→ **Teste de compreensão**
1. Reproduza fielmente o trecho do texto sobre apelidos de jogadores, começando em "Ronaldo Francisco Lucato" e terminando em "Inter de Limeira.".
2. Responda às perguntas a seguir com base no texto sobre apelidos de jogadores.
(a) Para qual clube da Itália o atacante Careca foi transferido?
(b) Em que ano o treinador Pepe indicou Lê ao São Paulo?
(c) Em qual posição Lê foi efetivado na equipe da Inter?

Apelidos para boleiros agora é coisa rara

 Ditão, Toquinho, Pepe, Lico, Pio, Lê e Dé foram jogadores devidamente identificados pelos apelidos no passado, quando não havia frescura para que fossem chamados pelo nome de registro de nascimento em cartório. Hoje, são raros os boleiros que permitem identificação que não seja o nome verdadeiro. Alguns até fazem exigência de nomes compostos, na vã expectativa de que o tolo apego ao marketing lhes renderão bons frutos.
 Ronaldo Francisco Lucato é nome usado em documentos oficiais e formalidades pelo ex-atacante Lê, que fez sucesso no São Paulo nos anos 80. Não questionem qual a ligação do monossílabo Lê com o nome. O que importou para o torcedor são-paulino, com a transferência do atacante Careca para o Nápoli da Itália, era que o time precisava de um substituto que não estivesse num plano muito inferior. Por isso o então treinador Pepe fez a indicação em 1987, com base no rendimento do atleta na temporada anterior, quando ambos comemoraram o título paulista na Inter de Limeira.
 Lê, que em setembro completa 52 anos de idade, foi um ágil condutor de bola e, consequentemente, difícil de ser marcado. Ele jogou ainda no Santa Cruz (PE) e Portuguesa, sempre com a versatilidade que possibilitou aos treinadores escalá-lo em diferentes posições do ataque. Na Inter só foi efetivado na equipe improvisado como ponteiro-esquerdo. Logo, por ser destro, não estranhou também o deslocamento à antiga ponta-direita, até no São Paulo.

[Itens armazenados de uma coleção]
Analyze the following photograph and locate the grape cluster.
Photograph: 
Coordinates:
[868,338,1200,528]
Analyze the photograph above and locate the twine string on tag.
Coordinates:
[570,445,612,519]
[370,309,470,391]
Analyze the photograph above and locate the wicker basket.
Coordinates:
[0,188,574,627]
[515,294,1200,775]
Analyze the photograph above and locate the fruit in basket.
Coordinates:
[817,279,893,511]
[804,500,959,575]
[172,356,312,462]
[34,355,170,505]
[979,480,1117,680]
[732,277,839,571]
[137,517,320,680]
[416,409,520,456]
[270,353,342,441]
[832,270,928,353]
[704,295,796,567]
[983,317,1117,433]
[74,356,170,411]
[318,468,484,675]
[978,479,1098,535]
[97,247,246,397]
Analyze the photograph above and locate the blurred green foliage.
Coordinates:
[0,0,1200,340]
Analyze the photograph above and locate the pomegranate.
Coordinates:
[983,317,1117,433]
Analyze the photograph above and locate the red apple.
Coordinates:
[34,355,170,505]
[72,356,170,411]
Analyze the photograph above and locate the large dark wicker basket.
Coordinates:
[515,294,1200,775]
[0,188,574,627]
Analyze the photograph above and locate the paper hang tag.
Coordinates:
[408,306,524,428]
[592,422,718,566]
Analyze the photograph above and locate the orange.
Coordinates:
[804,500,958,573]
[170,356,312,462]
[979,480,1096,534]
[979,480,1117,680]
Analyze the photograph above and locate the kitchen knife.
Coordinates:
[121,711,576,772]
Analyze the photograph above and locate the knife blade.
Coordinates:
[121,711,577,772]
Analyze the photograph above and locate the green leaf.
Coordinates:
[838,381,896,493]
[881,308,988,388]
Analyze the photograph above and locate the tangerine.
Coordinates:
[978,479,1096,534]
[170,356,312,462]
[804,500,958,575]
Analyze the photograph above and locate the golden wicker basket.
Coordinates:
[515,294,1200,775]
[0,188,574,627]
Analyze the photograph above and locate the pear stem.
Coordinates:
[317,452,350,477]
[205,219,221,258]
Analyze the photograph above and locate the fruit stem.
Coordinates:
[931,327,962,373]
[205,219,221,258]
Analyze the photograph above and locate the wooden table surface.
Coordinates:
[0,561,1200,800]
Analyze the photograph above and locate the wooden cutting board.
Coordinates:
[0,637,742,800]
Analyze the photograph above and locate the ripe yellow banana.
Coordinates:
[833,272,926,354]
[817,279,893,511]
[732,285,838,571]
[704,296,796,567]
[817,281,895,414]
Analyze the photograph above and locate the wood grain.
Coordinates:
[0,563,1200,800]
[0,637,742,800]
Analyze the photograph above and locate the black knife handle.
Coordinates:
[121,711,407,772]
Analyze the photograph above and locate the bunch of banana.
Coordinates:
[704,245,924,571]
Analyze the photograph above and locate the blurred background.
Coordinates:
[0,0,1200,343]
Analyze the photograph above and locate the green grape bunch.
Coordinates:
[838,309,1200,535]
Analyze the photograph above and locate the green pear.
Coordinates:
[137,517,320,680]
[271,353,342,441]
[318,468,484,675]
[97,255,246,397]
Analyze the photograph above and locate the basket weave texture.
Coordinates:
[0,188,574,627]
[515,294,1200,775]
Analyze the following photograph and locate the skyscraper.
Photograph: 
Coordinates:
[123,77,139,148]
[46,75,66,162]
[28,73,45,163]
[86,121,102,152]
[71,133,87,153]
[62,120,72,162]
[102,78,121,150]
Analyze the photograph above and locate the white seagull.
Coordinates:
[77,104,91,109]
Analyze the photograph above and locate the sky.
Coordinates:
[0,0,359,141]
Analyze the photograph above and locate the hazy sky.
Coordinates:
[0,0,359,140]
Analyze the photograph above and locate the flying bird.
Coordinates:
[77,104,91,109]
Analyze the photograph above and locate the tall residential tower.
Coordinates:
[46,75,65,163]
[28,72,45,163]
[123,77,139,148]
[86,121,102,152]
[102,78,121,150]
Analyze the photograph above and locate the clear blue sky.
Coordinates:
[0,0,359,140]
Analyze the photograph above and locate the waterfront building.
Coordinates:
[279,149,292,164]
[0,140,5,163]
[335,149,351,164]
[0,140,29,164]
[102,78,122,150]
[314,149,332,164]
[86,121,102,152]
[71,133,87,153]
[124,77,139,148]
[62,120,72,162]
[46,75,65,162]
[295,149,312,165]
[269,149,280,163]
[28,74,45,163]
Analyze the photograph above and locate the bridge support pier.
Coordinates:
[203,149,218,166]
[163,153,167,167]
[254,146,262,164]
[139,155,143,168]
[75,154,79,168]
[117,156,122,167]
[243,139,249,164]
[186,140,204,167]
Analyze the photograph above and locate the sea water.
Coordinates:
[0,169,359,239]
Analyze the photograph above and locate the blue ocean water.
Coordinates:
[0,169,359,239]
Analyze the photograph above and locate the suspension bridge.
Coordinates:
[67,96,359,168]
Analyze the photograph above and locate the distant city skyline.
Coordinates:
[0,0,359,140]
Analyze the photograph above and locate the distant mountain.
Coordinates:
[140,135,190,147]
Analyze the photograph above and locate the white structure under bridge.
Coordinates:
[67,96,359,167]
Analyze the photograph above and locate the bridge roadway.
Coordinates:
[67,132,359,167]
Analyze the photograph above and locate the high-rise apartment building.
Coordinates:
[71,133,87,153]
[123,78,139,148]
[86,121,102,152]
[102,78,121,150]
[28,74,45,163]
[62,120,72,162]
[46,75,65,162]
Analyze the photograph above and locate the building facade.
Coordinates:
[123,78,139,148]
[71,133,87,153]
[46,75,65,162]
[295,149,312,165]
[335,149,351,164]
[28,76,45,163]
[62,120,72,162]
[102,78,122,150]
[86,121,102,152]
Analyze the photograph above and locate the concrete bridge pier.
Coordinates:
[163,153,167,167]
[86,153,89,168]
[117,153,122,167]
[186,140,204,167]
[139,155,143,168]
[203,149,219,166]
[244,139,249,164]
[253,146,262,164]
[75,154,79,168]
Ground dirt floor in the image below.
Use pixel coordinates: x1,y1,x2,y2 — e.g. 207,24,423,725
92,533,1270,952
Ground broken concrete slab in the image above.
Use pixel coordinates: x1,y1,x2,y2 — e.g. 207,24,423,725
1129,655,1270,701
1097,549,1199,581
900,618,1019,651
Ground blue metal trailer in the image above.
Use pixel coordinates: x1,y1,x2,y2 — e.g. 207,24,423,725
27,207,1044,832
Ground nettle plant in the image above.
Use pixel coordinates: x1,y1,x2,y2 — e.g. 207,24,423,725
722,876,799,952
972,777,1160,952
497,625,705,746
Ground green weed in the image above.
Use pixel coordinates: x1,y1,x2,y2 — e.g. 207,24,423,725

→ **Respostas por tarefa**
1.
Ronaldo Francisco Lucato é nome usado em documentos oficiais e formalidades pelo ex-atacante Lê, que fez sucesso no São Paulo nos anos 80. Não questionem qual a ligação do monossílabo Lê com o nome. O que importou para o torcedor são-paulino, com a transferência do atacante Careca para o Nápoli da Itália, era que o time precisava de um substituto que não estivesse num plano muito inferior. Por isso o então treinador Pepe fez a indicação em 1987, com base no rendimento do atleta na temporada anterior, quando ambos comemoraram o título paulista na Inter de Limeira.

2.
(a) Nápoli.
(b) 1987.
(c) Ponteiro-esquerdo, de forma improvisada.